- _MASUKAN TUGAS_
=-=-=-=-=

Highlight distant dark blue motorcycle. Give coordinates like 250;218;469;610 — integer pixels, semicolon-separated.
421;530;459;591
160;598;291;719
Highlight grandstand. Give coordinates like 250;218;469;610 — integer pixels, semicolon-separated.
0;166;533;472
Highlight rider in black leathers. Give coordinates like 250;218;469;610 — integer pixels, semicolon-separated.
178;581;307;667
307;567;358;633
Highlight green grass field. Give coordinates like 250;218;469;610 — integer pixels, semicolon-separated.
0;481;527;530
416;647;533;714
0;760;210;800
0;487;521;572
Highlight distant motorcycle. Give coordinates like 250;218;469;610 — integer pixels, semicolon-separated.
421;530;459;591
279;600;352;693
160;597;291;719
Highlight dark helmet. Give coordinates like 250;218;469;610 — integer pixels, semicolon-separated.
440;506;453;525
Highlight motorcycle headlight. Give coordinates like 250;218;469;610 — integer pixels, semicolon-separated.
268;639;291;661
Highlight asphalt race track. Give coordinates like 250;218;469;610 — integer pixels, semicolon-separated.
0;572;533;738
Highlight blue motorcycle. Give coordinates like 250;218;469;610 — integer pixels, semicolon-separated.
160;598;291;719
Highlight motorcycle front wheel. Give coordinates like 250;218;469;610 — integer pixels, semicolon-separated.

=-=-=-=-=

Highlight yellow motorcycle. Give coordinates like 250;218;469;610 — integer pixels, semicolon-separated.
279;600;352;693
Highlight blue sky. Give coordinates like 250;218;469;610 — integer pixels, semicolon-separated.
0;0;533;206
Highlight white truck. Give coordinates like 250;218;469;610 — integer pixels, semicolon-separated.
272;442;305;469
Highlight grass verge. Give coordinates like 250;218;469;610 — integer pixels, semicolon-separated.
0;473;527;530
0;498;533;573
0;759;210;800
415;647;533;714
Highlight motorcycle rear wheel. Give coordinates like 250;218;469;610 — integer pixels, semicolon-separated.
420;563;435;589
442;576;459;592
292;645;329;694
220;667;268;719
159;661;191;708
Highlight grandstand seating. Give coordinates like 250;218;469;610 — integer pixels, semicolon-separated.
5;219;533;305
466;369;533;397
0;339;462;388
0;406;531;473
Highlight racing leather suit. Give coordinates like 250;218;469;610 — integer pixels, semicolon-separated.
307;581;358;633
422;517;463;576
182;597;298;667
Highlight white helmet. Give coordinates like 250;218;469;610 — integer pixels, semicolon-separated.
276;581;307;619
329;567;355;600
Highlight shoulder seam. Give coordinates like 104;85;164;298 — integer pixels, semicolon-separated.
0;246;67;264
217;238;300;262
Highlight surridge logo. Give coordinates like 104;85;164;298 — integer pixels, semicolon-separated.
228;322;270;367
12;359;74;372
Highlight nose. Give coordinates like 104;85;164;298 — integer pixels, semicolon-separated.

=-=-=-=-=

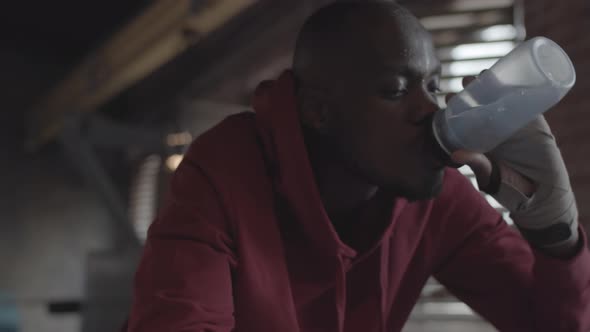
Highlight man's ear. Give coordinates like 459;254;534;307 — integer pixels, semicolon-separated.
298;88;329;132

=-=-=-=-=

- _YANG AKAN DIKERJAKAN_
Salin kembali dengan tepat baris-baris pada daftar di atas, dari baris yang memuat "Highlight distant dark" sampai baris yang memuat "160;597;291;719", dengan kedua baris itu ikut disalin.

- _JAWABAN LATIHAN_
Highlight distant dark blue motorcycle. Give coordinates like 250;218;469;610 — integer pixels, semicolon-separated.
421;530;459;591
160;598;291;719
Highlight grandstand. Give coordinates like 250;218;469;610 — integer pixels, semicolon-separated.
0;166;533;472
Highlight rider in black leathers. Give coordinates like 250;218;469;610 — integer pixels, semicolon-separated.
178;581;307;667
307;567;358;633
Highlight green grass field. Give coordinates like 250;218;469;610 — integer pixels, semicolon-separated.
0;481;527;530
416;647;533;714
0;760;210;800
0;487;521;572
Highlight distant motorcycle. Give coordinates like 250;218;469;610 — integer pixels, semicolon-separated.
421;530;459;591
279;600;352;693
160;597;291;719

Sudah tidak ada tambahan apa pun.